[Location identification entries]
+++++

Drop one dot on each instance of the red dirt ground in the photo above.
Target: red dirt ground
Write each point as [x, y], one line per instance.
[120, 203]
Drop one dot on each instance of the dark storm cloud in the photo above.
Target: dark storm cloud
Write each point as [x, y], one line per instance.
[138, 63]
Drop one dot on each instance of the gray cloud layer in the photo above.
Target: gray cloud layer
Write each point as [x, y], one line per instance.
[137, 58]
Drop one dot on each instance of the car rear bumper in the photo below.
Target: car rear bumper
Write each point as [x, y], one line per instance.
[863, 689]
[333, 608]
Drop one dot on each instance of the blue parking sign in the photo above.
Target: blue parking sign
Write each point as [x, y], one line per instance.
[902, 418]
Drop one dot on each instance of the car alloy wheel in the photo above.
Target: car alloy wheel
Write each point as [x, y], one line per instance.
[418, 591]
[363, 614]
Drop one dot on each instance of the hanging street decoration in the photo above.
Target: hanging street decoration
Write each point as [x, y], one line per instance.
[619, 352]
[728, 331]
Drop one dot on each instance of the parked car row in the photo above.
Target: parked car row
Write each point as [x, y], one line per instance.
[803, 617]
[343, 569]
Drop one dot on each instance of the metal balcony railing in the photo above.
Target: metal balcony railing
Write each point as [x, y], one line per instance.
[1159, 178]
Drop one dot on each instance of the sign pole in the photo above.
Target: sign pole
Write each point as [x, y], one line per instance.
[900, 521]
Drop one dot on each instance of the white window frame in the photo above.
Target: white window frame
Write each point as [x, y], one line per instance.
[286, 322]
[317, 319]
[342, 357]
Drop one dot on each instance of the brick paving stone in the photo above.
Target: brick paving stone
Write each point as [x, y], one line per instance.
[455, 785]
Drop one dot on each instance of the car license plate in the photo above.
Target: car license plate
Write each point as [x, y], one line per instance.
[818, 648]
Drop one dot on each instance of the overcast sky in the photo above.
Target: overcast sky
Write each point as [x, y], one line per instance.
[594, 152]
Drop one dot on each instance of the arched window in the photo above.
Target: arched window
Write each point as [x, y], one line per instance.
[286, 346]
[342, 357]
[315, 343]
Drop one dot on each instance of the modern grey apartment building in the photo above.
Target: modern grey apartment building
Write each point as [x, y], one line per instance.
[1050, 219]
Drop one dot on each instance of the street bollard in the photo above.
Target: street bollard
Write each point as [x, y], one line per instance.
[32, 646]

+++++

▶ [Stated goal] Exactly as shown above, return every record.

▶ [Solution below]
Drop one dot on each instance of the red dirt ground in the photo above.
Target: red dirt ground
Write each point as [x, y], one line per instance.
[120, 203]
Drop one dot on each instance of the dark storm cloud in the photo above.
Target: dark storm cloud
Write each point as [x, y], one line per instance.
[138, 63]
Drop one dot on each instance of the gray cloud layer in the photo above.
Target: gray cloud layer
Write each point as [x, y], one line per instance.
[137, 58]
Drop one dot on each instance of the car rear bumper in the photo below.
Target: car rear bumper
Write each point as [x, y], one line per instance.
[863, 689]
[333, 608]
Drop one dot on each instance of the blue parking sign in the photo above.
Target: blue parking sign
Write each point as [x, y], one line per instance.
[902, 418]
Drop one dot on each instance of the car alloy wheel in the photo above.
Target: car alloy wheel
Write each point as [x, y], one line per instance.
[418, 591]
[363, 614]
Drop one dot on each instance of the hanging street decoration in the photo above.
Target: hanging street decoration
Write each point as [x, y], one line per instance.
[619, 352]
[728, 331]
Drop one dot on each instance of the parked car row in the photo above.
Target: parked car row
Write each point as [x, y], one line per instance.
[803, 617]
[343, 569]
Drop one dot on each instance of the metal balcony railing in the photo above.
Target: metal balcony railing
Write each point as [x, y], one line per instance.
[1159, 178]
Drop one dot on each instance of the sign pole in the photo above.
Target: sign pole
Write each point as [x, y], one line per instance.
[900, 521]
Drop one dot on each instance of the white window frame in the photo above.
Target: white window frame
Write each point as [x, y], one line per instance.
[286, 322]
[317, 319]
[342, 357]
Drop one dot on each instance of the brick paving stone in the photo above.
Target: brick paving stone
Write each point as [x, y], one line per instance.
[455, 785]
Drop one dot on each instance of the car license plate in the photo above.
Target: car license plate
Write each point as [x, y], one line per instance.
[818, 648]
Drop one dot on each instance of the overcast sky in the photo above.
Target: overcast sky
Write each point as [x, y], one line per instance.
[594, 152]
Drop one dot on each instance of the arched window in the photo above.
Target: arched window
Write each point as [x, y], one line per instance.
[286, 346]
[342, 357]
[315, 343]
Drop one dot on each instance of the modern grey apartment building in the photo above.
Target: modern grey apartment building
Write each point as [x, y], one line per instance.
[1050, 219]
Drop one dot on each instance of the street bollard in the photo above.
Target: street bollard
Write each point as [x, y], one line per instance.
[32, 646]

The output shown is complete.